To the Editor:
I believe that Seth Cropsey’s article, “Arab Money and the Universities” [April], was uninformed and unfair to Georgetown University and its Center for Contemporary Arab Studies and to my own scholarly work.
While we at the center are grateful for the generosity of the Libyan and other Arab governments, we do not honor these governments by accepting their grants. In the case of the Libyan grant, the person honored was not Colonel Muammar Qaddafi, but Umar al-Mukhtar, a revered Libyan patriot and religious leader who led the resistance to the Italian occupation of Libya. We are happy to join with the Libyans in honoring Umar al-Mukhtar.
The center strictly observes the university’s principles on fund raising. We have not solicited, nor have we been offered, any grant from an Arab or an American source that has had any strings whatever attached to it. The university has exercised exclusive control over the designation of all faculty and staff connected with the center and will continue to do so. As for the Iraqi grant, President Healy planned to use it for an Islamic philosophy position that was subsequently funded from other sources.

REQUIRED WORK =>
a: Please return the passage of the letter on Arab grants to Georgetown, copied word for word, from "While we at" up to and including "honoring Umar al-Mukhtar.".
b: Carry the letter on Arab grants to Georgetown forward, beginning after its final sentence.

DATA ROWS =>
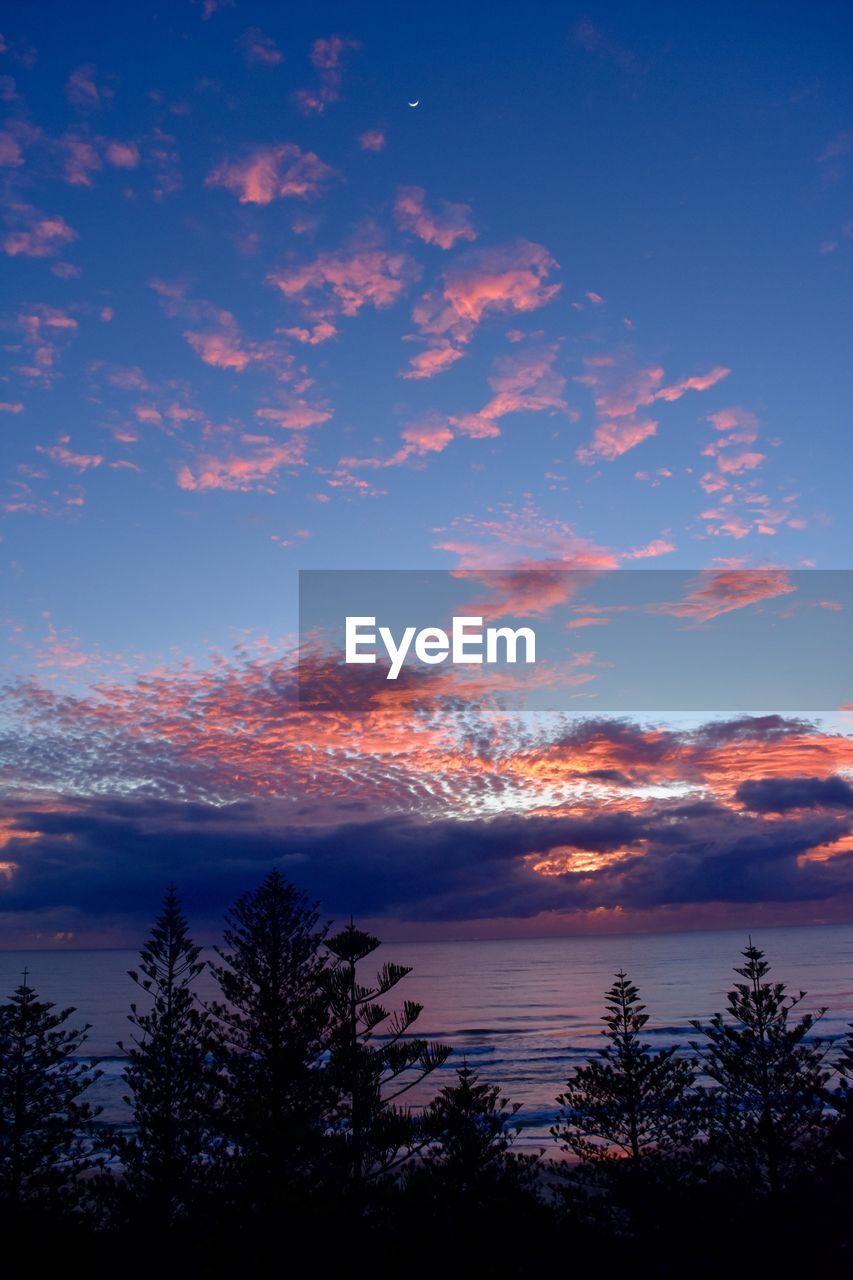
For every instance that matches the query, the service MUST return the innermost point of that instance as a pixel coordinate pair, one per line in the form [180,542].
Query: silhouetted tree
[769,1095]
[471,1130]
[374,1061]
[46,1138]
[169,1075]
[630,1101]
[273,1024]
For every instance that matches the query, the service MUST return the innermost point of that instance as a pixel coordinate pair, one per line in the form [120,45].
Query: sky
[584,306]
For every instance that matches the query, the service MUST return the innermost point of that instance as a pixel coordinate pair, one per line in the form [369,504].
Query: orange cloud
[273,173]
[443,227]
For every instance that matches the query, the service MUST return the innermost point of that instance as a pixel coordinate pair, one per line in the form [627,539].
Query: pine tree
[273,1028]
[471,1129]
[769,1093]
[374,1060]
[46,1138]
[169,1075]
[630,1101]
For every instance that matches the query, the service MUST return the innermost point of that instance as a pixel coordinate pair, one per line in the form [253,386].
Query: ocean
[520,1011]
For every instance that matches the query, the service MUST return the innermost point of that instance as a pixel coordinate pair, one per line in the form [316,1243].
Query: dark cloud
[781,795]
[109,860]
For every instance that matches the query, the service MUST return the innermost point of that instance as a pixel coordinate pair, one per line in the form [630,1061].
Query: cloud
[82,88]
[39,234]
[433,360]
[840,145]
[373,140]
[343,282]
[716,592]
[591,37]
[521,383]
[219,341]
[122,155]
[620,392]
[256,469]
[259,49]
[443,227]
[506,279]
[65,457]
[781,795]
[525,538]
[273,173]
[327,58]
[108,858]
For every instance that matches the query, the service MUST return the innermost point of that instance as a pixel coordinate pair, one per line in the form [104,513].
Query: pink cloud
[65,457]
[327,56]
[699,383]
[427,435]
[716,592]
[373,140]
[614,438]
[657,547]
[443,227]
[523,383]
[840,145]
[318,333]
[122,155]
[81,161]
[728,419]
[433,360]
[10,152]
[509,278]
[296,416]
[619,392]
[733,464]
[40,237]
[211,7]
[243,472]
[217,338]
[505,279]
[259,49]
[524,539]
[82,90]
[273,173]
[346,280]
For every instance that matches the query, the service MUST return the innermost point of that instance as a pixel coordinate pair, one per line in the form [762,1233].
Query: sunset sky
[587,305]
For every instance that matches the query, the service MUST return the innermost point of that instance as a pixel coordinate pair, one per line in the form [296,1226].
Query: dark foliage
[46,1134]
[273,1033]
[283,1118]
[374,1061]
[173,1086]
[769,1098]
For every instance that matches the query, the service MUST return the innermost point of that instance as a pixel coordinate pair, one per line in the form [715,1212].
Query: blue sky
[614,243]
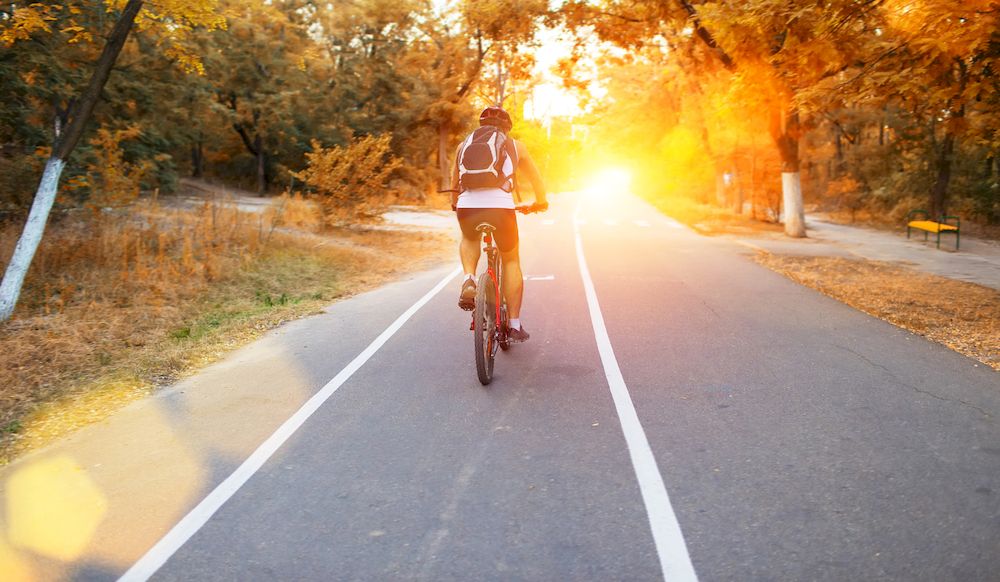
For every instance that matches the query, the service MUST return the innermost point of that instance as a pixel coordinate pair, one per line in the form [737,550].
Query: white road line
[675,562]
[197,517]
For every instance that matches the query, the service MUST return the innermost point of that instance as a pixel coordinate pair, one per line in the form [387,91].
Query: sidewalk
[978,261]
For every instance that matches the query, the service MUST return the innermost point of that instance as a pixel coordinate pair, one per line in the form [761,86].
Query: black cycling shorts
[505,221]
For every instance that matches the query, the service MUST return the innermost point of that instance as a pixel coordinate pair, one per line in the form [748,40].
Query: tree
[27,20]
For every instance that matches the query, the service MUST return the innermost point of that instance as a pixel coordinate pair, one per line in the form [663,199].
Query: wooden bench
[928,226]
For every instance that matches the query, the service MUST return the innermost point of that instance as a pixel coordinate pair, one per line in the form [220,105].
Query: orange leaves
[171,23]
[114,182]
[352,179]
[28,20]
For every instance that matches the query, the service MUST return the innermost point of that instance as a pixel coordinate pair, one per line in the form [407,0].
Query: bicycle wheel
[484,332]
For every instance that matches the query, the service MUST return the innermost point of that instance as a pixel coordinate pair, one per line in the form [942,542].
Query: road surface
[779,435]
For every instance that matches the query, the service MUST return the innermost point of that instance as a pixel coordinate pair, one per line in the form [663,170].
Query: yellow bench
[937,227]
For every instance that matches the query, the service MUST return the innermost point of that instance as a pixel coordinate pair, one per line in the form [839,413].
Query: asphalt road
[797,438]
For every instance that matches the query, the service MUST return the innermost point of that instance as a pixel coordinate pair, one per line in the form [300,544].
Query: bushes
[351,180]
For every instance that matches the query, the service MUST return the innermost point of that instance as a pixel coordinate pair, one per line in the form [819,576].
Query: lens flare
[609,181]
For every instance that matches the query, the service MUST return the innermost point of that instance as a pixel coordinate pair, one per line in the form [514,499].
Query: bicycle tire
[484,329]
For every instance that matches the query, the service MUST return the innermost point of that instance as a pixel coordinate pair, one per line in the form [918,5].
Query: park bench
[929,226]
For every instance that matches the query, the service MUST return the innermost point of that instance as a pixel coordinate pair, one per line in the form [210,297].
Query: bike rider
[495,206]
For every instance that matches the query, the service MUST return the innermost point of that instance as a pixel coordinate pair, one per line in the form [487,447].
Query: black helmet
[496,116]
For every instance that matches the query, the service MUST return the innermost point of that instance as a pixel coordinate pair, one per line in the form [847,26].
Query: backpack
[481,160]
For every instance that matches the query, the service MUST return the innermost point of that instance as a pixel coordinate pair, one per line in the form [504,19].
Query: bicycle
[490,324]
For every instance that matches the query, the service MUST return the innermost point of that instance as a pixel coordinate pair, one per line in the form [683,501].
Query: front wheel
[484,328]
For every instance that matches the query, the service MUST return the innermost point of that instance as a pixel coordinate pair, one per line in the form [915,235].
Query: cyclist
[495,205]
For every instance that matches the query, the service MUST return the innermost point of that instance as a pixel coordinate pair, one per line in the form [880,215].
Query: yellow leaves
[77,34]
[112,180]
[351,179]
[171,22]
[26,21]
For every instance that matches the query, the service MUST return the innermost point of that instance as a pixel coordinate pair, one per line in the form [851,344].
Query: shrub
[351,180]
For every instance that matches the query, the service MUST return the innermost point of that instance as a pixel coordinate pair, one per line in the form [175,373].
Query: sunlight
[609,181]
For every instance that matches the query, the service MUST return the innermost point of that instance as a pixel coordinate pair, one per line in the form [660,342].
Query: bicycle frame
[493,267]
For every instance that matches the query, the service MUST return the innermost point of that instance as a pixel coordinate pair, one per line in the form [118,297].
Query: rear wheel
[484,328]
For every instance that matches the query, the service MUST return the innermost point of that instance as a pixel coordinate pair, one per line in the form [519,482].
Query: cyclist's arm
[527,165]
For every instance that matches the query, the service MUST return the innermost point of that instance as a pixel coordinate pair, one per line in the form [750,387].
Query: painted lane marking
[154,559]
[675,562]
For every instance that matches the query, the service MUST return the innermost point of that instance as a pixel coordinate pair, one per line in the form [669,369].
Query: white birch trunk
[24,252]
[795,216]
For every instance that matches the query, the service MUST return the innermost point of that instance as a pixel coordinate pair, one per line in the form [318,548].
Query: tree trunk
[939,194]
[443,165]
[65,142]
[261,165]
[197,160]
[785,129]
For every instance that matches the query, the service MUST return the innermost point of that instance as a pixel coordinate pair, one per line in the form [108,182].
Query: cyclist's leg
[468,251]
[513,282]
[468,248]
[507,241]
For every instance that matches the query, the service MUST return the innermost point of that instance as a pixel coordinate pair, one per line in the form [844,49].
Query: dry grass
[116,305]
[712,220]
[963,316]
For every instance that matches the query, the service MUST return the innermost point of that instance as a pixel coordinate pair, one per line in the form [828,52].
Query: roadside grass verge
[963,316]
[711,220]
[117,305]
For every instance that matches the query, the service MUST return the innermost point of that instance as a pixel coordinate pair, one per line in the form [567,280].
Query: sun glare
[609,181]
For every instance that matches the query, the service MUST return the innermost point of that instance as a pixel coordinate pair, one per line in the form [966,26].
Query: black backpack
[481,160]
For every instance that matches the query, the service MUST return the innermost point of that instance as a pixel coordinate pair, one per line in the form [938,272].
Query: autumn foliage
[352,181]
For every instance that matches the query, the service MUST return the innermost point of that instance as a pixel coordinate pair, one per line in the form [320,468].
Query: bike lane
[798,438]
[413,470]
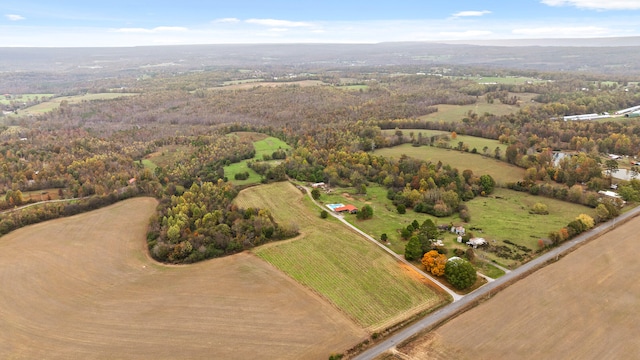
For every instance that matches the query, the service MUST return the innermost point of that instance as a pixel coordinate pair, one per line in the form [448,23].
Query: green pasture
[244,81]
[265,146]
[231,170]
[22,98]
[470,141]
[352,273]
[503,215]
[501,171]
[450,113]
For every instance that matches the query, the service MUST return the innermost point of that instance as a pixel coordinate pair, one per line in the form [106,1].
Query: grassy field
[355,275]
[505,216]
[22,98]
[55,102]
[581,307]
[470,141]
[502,216]
[449,113]
[83,288]
[165,156]
[264,145]
[479,164]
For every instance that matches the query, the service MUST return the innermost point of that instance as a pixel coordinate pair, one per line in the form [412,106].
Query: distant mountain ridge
[599,55]
[570,42]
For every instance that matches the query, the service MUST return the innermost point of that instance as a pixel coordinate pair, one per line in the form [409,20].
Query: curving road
[434,319]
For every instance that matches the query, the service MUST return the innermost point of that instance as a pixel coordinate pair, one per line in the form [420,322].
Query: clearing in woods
[501,171]
[83,288]
[582,307]
[352,273]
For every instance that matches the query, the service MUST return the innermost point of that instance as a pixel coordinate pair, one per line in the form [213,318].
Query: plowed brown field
[582,307]
[83,288]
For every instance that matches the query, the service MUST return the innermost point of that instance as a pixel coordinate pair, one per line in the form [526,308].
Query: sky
[46,23]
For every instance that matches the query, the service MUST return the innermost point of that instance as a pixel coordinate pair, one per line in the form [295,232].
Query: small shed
[475,242]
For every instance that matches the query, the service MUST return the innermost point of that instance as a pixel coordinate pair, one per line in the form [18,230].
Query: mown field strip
[352,273]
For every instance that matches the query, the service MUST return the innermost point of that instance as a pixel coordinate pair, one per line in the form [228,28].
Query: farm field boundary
[84,287]
[448,313]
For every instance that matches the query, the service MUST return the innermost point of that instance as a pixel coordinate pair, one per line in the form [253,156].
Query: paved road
[456,297]
[434,319]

ANSWERS TO THE EXERCISES =>
a:
While we at the center are grateful for the generosity of the Libyan and other Arab governments, we do not honor these governments by accepting their grants. In the case of the Libyan grant, the person honored was not Colonel Muammar Qaddafi, but Umar al-Mukhtar, a revered Libyan patriot and religious leader who led the resistance to the Italian occupation of Libya. We are happy to join with the Libyans in honoring Umar al-Mukhtar.

b:
While the U.S. Office of Education was erroneously listed as a center supporter in one of our early reports, it has never supported the Center for Contemporary Arab Studies. It has supported the Near East Language and Area Center, which is administered in Georgetown’s School of Languages and Linguistics. The grants to the latter center have made it possible, among other things, for Georgetown to offer Hebrew, Turkish, and Persian; and we in the Center for Contemporary Arab Studies both benefit from and contribute to Georgetown’s overall competence in the Middle East as a whole. The university also accepts funds from the Jewish Community Council of greater Washington for a visiting Israeli professor in the government department. The Center for Contemporary Arab Studies, however, will not accept funds which stipulate the nationality or national origin of the teacher. We welcome applications to our Master’s Program in Arab Studies from all qualified applicants, regardless of religion, race, sex, or national origins.
As for Mr. Cropsey’s out-of-context quotations on the treatment of Libya in my book, Arab Politics, I can only urge your readers to read the entire section and also to note how I compare Libya with other political systems in the Arab world. While I believe that there have been significant positive developments under the revolutionary regime—a great improvement over the corrupt monarchy that it overthrew—I also describe serious problems of legitimacy and participation and classify it as an unstable system. Anybody with a serious interest in understanding Libya would do better to read my book than to listen to Art Buchwald, whom Mr. Cropsey quotes.
Mr. Cropsey’s reporting of the views of Clovis Maksoud would have been considerably improved by noting that Dr. Maksoud’s interpretation of the motivation for Israel’s invasion of southern Lebanon is widely shared by other observers, including reporters on the Washington Post. In this connection, it is time Mr. Cropsey learned that it is not “pro-Arab” to be critical of Israeli policy or action.
Finally, Mr. Cropsey’s implication that Georgetown has “relaxed or waived” its “academic standards” in pursuit of contributions from Arab sources is too serious a charge to be leveled (and to be printed) without the facts. Should Mr. Cropsey or any of your readership wish to learn the facts of our academic program and standards, we would be pleased to hear from them or be visited by them.
Michael C. Hudson
Director, Center for Contemporary Arab Studies
Georgetown University
Washington, D.C.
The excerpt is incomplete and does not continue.